[Region pointing data]
* * * * * * * * *

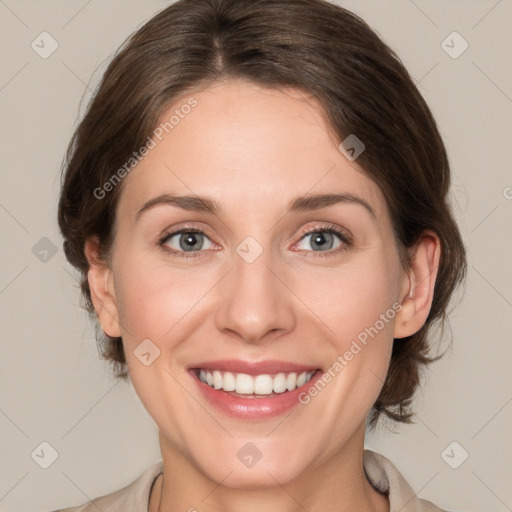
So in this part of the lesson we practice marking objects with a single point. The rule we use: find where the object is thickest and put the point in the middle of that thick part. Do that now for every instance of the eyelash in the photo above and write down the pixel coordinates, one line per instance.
(325, 228)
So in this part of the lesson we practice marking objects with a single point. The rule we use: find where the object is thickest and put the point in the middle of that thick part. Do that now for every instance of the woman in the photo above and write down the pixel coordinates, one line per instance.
(256, 200)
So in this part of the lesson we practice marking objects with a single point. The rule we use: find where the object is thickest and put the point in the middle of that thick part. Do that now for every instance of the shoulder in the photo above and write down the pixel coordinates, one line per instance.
(131, 498)
(385, 477)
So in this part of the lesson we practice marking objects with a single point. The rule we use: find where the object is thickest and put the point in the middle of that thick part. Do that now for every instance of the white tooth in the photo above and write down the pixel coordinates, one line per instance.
(263, 385)
(301, 379)
(291, 381)
(244, 384)
(217, 379)
(229, 382)
(280, 383)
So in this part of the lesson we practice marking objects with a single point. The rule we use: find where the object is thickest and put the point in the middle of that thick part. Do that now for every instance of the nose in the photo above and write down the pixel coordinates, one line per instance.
(255, 304)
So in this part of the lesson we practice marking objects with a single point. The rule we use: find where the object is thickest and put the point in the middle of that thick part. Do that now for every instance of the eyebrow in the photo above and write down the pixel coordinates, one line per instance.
(298, 204)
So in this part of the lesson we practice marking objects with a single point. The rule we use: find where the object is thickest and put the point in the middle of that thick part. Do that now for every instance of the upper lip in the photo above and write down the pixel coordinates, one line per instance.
(253, 367)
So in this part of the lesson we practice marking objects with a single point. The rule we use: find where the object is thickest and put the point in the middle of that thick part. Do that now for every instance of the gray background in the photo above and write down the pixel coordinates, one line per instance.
(54, 388)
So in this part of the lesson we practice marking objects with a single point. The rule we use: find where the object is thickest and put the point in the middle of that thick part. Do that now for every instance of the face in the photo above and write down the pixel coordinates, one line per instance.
(264, 278)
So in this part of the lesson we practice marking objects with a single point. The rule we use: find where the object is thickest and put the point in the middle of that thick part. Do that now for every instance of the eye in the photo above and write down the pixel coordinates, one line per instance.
(186, 240)
(325, 239)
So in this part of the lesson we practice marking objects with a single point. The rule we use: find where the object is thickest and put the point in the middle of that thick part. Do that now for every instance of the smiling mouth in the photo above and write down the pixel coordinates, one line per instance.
(254, 386)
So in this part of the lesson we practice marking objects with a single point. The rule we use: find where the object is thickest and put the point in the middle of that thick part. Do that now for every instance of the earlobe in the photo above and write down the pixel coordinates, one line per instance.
(101, 284)
(419, 292)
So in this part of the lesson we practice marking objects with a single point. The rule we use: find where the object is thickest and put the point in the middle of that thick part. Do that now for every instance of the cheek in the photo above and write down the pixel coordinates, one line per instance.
(153, 299)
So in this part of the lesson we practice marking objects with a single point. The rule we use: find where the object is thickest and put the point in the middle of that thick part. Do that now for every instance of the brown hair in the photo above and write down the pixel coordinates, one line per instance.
(310, 45)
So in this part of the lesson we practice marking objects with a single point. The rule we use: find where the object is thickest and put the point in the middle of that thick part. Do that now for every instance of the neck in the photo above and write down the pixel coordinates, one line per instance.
(339, 484)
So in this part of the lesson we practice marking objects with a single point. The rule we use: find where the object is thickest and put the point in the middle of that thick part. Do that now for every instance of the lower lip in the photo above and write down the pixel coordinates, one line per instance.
(253, 408)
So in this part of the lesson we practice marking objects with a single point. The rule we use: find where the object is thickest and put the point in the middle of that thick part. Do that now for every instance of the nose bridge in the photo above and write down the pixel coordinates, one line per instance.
(254, 300)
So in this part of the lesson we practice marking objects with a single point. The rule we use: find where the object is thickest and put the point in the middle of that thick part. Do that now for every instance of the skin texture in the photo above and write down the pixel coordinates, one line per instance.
(253, 150)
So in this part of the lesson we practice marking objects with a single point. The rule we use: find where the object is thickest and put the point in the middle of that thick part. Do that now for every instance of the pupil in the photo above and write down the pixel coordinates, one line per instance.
(319, 239)
(190, 240)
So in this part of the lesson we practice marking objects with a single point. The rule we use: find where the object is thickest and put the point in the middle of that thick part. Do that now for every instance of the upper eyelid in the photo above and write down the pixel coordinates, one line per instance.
(343, 233)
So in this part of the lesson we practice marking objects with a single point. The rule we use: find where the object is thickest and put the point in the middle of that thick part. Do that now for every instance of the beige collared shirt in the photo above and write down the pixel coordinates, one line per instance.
(381, 472)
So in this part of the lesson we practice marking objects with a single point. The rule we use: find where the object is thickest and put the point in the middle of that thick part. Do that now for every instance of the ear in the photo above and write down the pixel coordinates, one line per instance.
(101, 283)
(418, 287)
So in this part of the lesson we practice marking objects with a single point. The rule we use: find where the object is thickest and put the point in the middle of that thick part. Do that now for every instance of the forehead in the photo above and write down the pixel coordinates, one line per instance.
(247, 146)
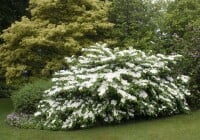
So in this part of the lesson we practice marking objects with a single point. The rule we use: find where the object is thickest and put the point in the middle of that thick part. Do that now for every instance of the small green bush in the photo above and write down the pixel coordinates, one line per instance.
(27, 97)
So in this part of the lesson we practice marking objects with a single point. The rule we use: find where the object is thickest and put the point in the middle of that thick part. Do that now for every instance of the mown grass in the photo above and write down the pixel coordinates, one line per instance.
(180, 127)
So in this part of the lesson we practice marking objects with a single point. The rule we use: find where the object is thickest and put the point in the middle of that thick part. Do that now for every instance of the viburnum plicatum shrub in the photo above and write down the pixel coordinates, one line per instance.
(108, 86)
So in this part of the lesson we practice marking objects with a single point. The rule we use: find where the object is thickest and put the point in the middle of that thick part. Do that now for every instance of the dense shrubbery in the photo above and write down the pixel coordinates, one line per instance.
(109, 86)
(26, 99)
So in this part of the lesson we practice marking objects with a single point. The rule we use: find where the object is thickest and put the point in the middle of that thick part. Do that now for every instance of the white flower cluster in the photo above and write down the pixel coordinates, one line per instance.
(105, 86)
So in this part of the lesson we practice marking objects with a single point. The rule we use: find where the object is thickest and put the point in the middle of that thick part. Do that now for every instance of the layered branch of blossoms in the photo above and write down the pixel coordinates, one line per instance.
(108, 86)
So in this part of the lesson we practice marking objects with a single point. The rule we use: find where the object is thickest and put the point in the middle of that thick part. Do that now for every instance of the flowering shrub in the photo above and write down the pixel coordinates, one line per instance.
(108, 86)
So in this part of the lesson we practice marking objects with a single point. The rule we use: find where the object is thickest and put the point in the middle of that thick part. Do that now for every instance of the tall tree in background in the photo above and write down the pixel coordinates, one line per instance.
(58, 28)
(183, 30)
(133, 26)
(11, 10)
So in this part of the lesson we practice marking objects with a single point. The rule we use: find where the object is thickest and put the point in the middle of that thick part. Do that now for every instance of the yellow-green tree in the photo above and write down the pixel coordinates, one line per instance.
(57, 28)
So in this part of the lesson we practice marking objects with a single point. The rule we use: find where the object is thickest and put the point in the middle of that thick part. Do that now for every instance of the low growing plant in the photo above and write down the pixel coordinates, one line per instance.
(26, 99)
(109, 86)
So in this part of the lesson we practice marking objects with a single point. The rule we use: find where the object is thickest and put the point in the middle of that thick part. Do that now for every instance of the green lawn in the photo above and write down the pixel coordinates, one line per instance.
(180, 127)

* * * * * * * * *

#### Directions:
The records above should be repeated exactly, with every picture omitted.

#### Written solution:
So in this part of the lesson we practice marking objects with a single point. The rule we use: find where the object is thickest and put the point in the middle of that thick part. Do that now for every instance of the eyelash in the photo above and write down the pixel coordinates, one line per instance.
(325, 228)
So in this part of the lesson we practice marking objects with a single point. The rule we use: find where the object is thickest and put the point in the middle of that thick part. Do that now for every instance of the woman in the photo above and write down the pixel coordinates, one line per instance.
(256, 200)
So in this part of the lesson we practice marking objects with a single point. The rule we use: find where the object is thickest and put the point in the middle of that thick part. Do that now for every instance of the shoulder in the photo above and write down the pixel coordinates, one line per instance.
(131, 498)
(385, 477)
So in this part of the lesson we practice marking objects with a single point. The rule we use: find where the object is thickest and put the point in the middle of that thick part. Do that now for every instance of the white tooth in the photo above and write down the pixel coordinates, one line per instance.
(263, 385)
(301, 379)
(291, 381)
(244, 384)
(217, 379)
(229, 382)
(280, 383)
So in this part of the lesson we practice marking objects with a single point. The rule we use: find where the object is thickest and put the point in the middle of that thick part. Do that now for every instance of the nose in the photo above and write down the pixel coordinates, one line per instance.
(255, 304)
So in this part of the lesson we practice marking objects with a single point. The rule we use: find where the object is thickest and put the point in the middle of that thick part. Do that now for every instance of the eyebrow in the photo above and write down the pixel coordinates, one line per instance.
(298, 204)
So in this part of the lesson we practice marking objects with a single point. The rule we use: find where the object is thickest and put the point in the middle of that thick part. Do that now for every instance of the upper lip in the photo above and write down the pixel coordinates, one line per instance.
(253, 367)
So in this part of the lesson we practice marking objects with a single point. The rule we use: find where the object is thickest and put the point in the middle of that thick part. Do that now for every instance of the gray background in the photo above and write down the pixel coordinates, one line per instance.
(54, 388)
So in this part of the lesson we practice marking objects with a single point. The rule we use: find where the object is thickest and put the point in the middle of that thick part. Do that now for every instance of the face in the photo above and write down the pixel coordinates, one line per instance.
(264, 278)
So in this part of the lesson we practice marking objects with a single point. The rule we use: find where the object is thickest and put the point in the middle of that thick part. Do that now for every instance of the eye in the photo above and write down the pixel coordinates, one line per instance.
(186, 240)
(325, 239)
So in this part of the lesson we practice marking objects with a single point. The rule we use: find where the object is thickest and put the point in the middle of that thick part. Do that now for every instance of the smiling mouth in the photo above and write down the pixel coordinates, one line per instance.
(254, 386)
So in this part of the lesson we practice marking objects with a single point. The rule we use: find where the object is thickest and put the point in the middle of that thick part. Do that now for every instance of the earlobe in the photo above and write down the pixel coordinates, one line per instance.
(101, 284)
(419, 292)
So in this part of the lesson we practice marking objects with a single point. The rule we use: find where the object is thickest and put the point in the middle of that thick part. Do that now for every instance of the cheek in the photo above and write down the pixel coordinates, one line per instance.
(153, 299)
So in this part of the lesson we practice marking objects with a single point. The rule we use: find where the object is thickest and put the point in the middle of that thick part. Do that now for every instance of the brown hair in the photo above and write down the pixel coordinates, one line per instance.
(310, 45)
So in this part of the lesson we practice marking objects with a single point. The rule we use: find where the object is thickest and put the point in the middle of that thick part. Do that now for every instance of the neck in the photo above and write down the pixel coordinates, one line per instance.
(339, 484)
So in this part of the lesson we practice marking objects with a single point. The rule we use: find where the object is thickest and put the point in the middle of that thick part. Do that now for every instance of the lower lip in the photo above and write down the pixel coordinates, one line per instance.
(253, 408)
So in this part of the lesson we practice marking objects with a single point. The rule we use: find where the object is thickest and put the point in the middle of that thick part. Do that now for every instance of the nose bridge in the photo above and write down the pixel coordinates, one line per instance.
(254, 300)
So in this part of the lesson we practice marking objects with a single point. The rule we use: find where the object is thickest and put the point in the middle of that thick part. Do that now for every instance of the skin texture in the photo above and write down the pixel coordinates, one line per instance.
(253, 150)
So in this part of the lesson we practice marking objects with a single point. The rule we use: find where the object is thickest and put the point in the middle of that thick part. Do that now for every instance of the pupil in the photo above and write down the pixel coordinates, one line per instance.
(319, 239)
(190, 240)
So in this part of the lesson we practice marking objects with a single point. The rule we use: find where the object is thickest and put the point in the middle of that thick part. Do that now for every instance of the upper eyelid in the photo above and write down the pixel coordinates, one line per instance.
(343, 233)
So in this part of the lesson we practice marking objects with a single point. The rule we use: find where the object is thickest and put the point in the middle of that thick part. Do that now for every instance of the beige collared shirt in the photo above and write down the pixel coordinates, one line per instance.
(381, 472)
So in this part of the lesson we practice marking objects with a single point. The rule we use: find where the object is thickest and put the point in the middle of that thick part. Do that now for every instance of the ear in the photo above and write down the pixel coordinates, one line per instance.
(101, 283)
(418, 287)
So in this part of the lesson we practice marking objects with a single point. The rule we use: find where the object is thickest and put the point in the middle of that thick part. Do that now for every instance of the forehead in the photo above and write down the pixel coordinates, one line per instance.
(247, 146)
So in this part of the lesson we practice marking objects with a single point. The rule we use: find where the object is thickest and put the point in the middle of that thick part. Do that now for every instance of the small green bush in the photo above and write down the pixel coordinates, one line per instance.
(27, 97)
So in this part of the lesson we practice marking objects with a single point. The rule we use: find where the object is thickest and put the point in the middle of that thick part. Do that now for every instance of the mown grass in the photo above and write down the pixel coordinates, one line per instance.
(180, 127)
So in this part of the lesson we practice marking objects with a single point. The rule we use: find where the object is thickest and put the point in the middle of that thick part. Do that now for every instance of the viburnum plicatum shrub in the photo above and write down the pixel coordinates, one line per instance.
(108, 86)
So in this part of the lesson we practice marking objects with a single point. The rule we use: find where the object is thickest and put the point in the middle of that thick part. Do that now for every instance of the dense shrubbery in the photo above and write down the pixel coordinates, one line per instance.
(109, 86)
(26, 99)
So in this part of the lesson we practice marking objects with a single point. The rule we use: find where the object is thickest and put the point in the middle of that thick part. Do that now for every instance of the white flower cluster in the photo above and write down the pixel coordinates, one line per instance.
(105, 86)
So in this part of the lesson we practice marking objects with a single point. The rule we use: find where the object is thickest and put the point in the middle of that thick part. Do that now for every instance of the layered branch of blossoms in the photo above and write down the pixel coordinates, one line per instance.
(108, 86)
So in this part of the lesson we practice marking objects with a single point. The rule we use: find where the object is thickest and put the point in the middle of that thick part. Do that now for every instance of the flowering shrub in the photo above and write down the pixel coordinates, one line per instance.
(108, 86)
So in this part of the lesson we practice marking objects with a single point. The rule we use: find where the object is thickest and put the point in the middle of that thick part. Do that now for every instance of the tall tree in background in the photo above and write down the pixel coordinates, one line per instance.
(58, 28)
(183, 30)
(133, 26)
(11, 10)
So in this part of the lesson we practice marking objects with a single point. The rule we use: find where the object is thickest and put the point in the middle of that thick part. Do that now for every instance of the yellow-green tree in the photo above and write down the pixel coordinates, one line per instance.
(57, 28)
So in this part of the lesson we practice marking objects with a single point. The rule we use: find where the object is thickest and put the point in the middle of that thick part. Do that now for every instance of the low growing plant in the photo above and write down the pixel coordinates, one line per instance.
(26, 99)
(109, 86)
So in this part of the lesson we practice marking objects with a single point. The rule we use: find where the object is thickest and put the point in the middle of that thick part. Do that now for every instance of the green lawn in the photo above and write down the pixel coordinates, one line per instance.
(180, 127)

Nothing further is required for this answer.